# Texto selecionado
Perto dali, em São Caetano do Sul, a prefeitura local deixou de informar antecipadamente a "marca" do imunizante. Isso porque 647 pessoas não aceitaram a vacina oferecida na sua vez.

Têm sido chamadas de "sommelier de vacinas" as pessoas que chegam ao posto e querem escolher qual imunizante tomar.

A expressão dá a entender que o fenômeno surgiu de maneira espontânea, como um reflexo de uma sociedade de consumo acostumada a manusear produtos nas gôndolas de supermercado e escolher o que comprar a partir da relação custo-benefício. Deixa subentendida também que a recusa se estende a uma miríade de ofertas. Não é. É resultado apenas de uma campanha específica contra uma das vacinas: a Coronavac, imunizante produzido pelo Instituto Butantan em parceria com o laboratório chinês Sinovac. A vacina do João Doria, para usar uma expressão do guru dos sommeliers, o presidente Jair Bolsonaro.

Desde que o governador paulista anunciou a parceria, o enciumado ex-capitão não fez outra coisa se não espalhar inverdades sobre o imunizante. Bolsonaro chegou a comemorar, dizendo que havia vencido mais uma, a notícia da suspensão dos testes da Coronavac quando um voluntário morreu. Soube-se depois que a causa da morte não tinha nada a ver com a presença do vírus inativado no corpo. A causa era suicídio.

Em suas redes, o principal influencer do país escreveu que o seu adversário político queria obrigar "todos os paulistanos" a tomar uma vacina que causava "morte, invalidez, anomalia". Como na balela sobre supostas fraudes das eleições de 2018, nunca apresentou as provas.

O presidente mentiu aos seus seguidores dizendo que a eficácia daquela vacina de São Paulo estava "lá embaixo". Recomendava, em vez disso, que os compatriotas tomassem remédio contra piolho e malária para sobreviver à pandemia. Ele também dizia que o "povo brasileiro" não seria cobaia das vacinas quando estavam em fase de testes e desautorizou Eduardo Pazuello, seu ministro de Saúde à época, quando ele anunciou um acordo para a aquisição de milhares de doses.

Na semana passada, Bolsonaro voltou à carga ao sugerir, em sua live de quinta-feira (1º), que "tem uma vacina aí que infelizmente não deu certo". "Estou aguardando aquele cara de São Paulo falar". Mais uma vez, ele apostava na confusão — catapultada pelo aumento de casos de covid-19 em países que apostaram na Coronavac, como o Chile. Só que as razões para o número de infecções nesses locais são mais complexas do que supõe o pensamento binário do capitão.

Se quisesse, ele teria aqui do lado, em Serrana (SP), uma experiência de campo para atestar a eficácia da vacinação em massa que sabotou desde o início.

# Enunciado
Transcreva, do texto sobre a Coronavac acima, o trecho que começa com as palavras que contêm "Na semana passada, Bolsonaro" e termina com "binário do capitão.".

# Dados para análise

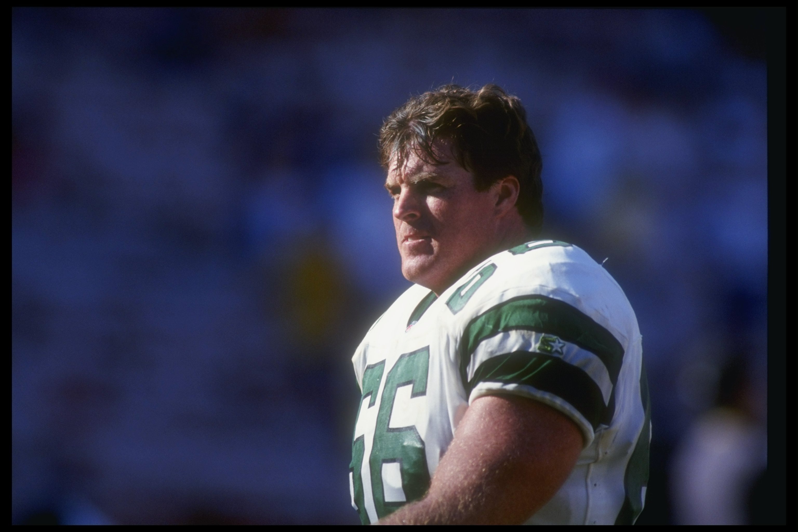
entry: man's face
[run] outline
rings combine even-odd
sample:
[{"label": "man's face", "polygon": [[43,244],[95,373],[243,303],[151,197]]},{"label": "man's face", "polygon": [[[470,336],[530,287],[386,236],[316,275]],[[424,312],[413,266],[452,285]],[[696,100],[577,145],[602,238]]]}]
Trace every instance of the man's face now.
[{"label": "man's face", "polygon": [[444,164],[411,151],[403,167],[391,163],[385,188],[393,198],[402,274],[440,295],[493,250],[496,204],[491,189],[476,190],[447,144],[435,148]]}]

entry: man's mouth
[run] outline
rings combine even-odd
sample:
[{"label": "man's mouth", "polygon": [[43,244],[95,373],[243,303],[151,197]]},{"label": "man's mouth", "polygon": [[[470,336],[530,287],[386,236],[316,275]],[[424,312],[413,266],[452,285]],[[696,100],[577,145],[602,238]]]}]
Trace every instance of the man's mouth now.
[{"label": "man's mouth", "polygon": [[404,238],[402,238],[403,242],[413,242],[421,240],[432,240],[433,237],[429,234],[406,234]]}]

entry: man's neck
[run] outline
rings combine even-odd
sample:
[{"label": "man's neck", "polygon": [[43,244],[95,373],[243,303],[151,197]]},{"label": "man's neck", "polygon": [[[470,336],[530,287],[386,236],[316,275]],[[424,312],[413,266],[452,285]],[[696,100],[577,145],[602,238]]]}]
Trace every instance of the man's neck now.
[{"label": "man's neck", "polygon": [[498,240],[497,243],[494,246],[491,246],[485,249],[482,253],[480,253],[472,258],[470,261],[468,261],[463,264],[460,268],[455,270],[452,275],[449,276],[447,280],[445,286],[440,287],[437,287],[433,289],[433,291],[437,296],[440,296],[441,294],[446,291],[446,290],[457,282],[457,279],[460,278],[465,275],[466,272],[476,266],[477,264],[485,260],[488,257],[492,257],[497,253],[501,253],[502,251],[506,251],[512,247],[516,246],[520,246],[530,240],[534,239],[534,237],[529,232],[529,230],[526,227],[523,227],[520,231],[518,228],[514,228],[515,231],[505,231],[502,235],[501,238]]}]

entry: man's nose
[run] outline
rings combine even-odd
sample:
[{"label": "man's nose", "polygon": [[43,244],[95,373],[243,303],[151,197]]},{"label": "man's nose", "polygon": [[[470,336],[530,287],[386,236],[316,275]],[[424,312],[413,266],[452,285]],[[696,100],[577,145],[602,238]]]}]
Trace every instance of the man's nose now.
[{"label": "man's nose", "polygon": [[399,193],[399,198],[393,204],[393,217],[403,222],[410,222],[421,216],[419,198],[409,189]]}]

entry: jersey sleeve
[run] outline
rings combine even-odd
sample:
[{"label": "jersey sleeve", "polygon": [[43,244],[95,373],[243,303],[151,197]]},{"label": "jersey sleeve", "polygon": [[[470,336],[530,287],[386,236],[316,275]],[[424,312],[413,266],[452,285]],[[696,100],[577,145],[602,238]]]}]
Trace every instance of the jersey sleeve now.
[{"label": "jersey sleeve", "polygon": [[470,321],[461,349],[469,404],[499,393],[539,400],[576,423],[585,447],[612,419],[623,347],[563,301],[527,294],[499,303]]}]

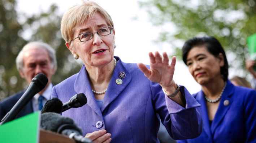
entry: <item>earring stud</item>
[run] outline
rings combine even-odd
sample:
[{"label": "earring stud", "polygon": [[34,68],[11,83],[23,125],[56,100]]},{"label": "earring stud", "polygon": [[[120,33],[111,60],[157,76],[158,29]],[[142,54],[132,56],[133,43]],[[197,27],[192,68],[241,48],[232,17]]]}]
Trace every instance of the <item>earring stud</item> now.
[{"label": "earring stud", "polygon": [[79,56],[78,56],[78,55],[77,54],[75,54],[73,55],[73,57],[74,57],[74,59],[75,59],[76,60],[77,60],[79,58]]}]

# Resposta
Na semana passada, Bolsonaro voltou à carga ao sugerir, em sua live de quinta-feira (1º), que "tem uma vacina aí que infelizmente não deu certo". "Estou aguardando aquele cara de São Paulo falar". Mais uma vez, ele apostava na confusão — catapultada pelo aumento de casos de covid-19 em países que apostaram na Coronavac, como o Chile. Só que as razões para o número de infecções nesses locais são mais complexas do que supõe o pensamento binário do capitão.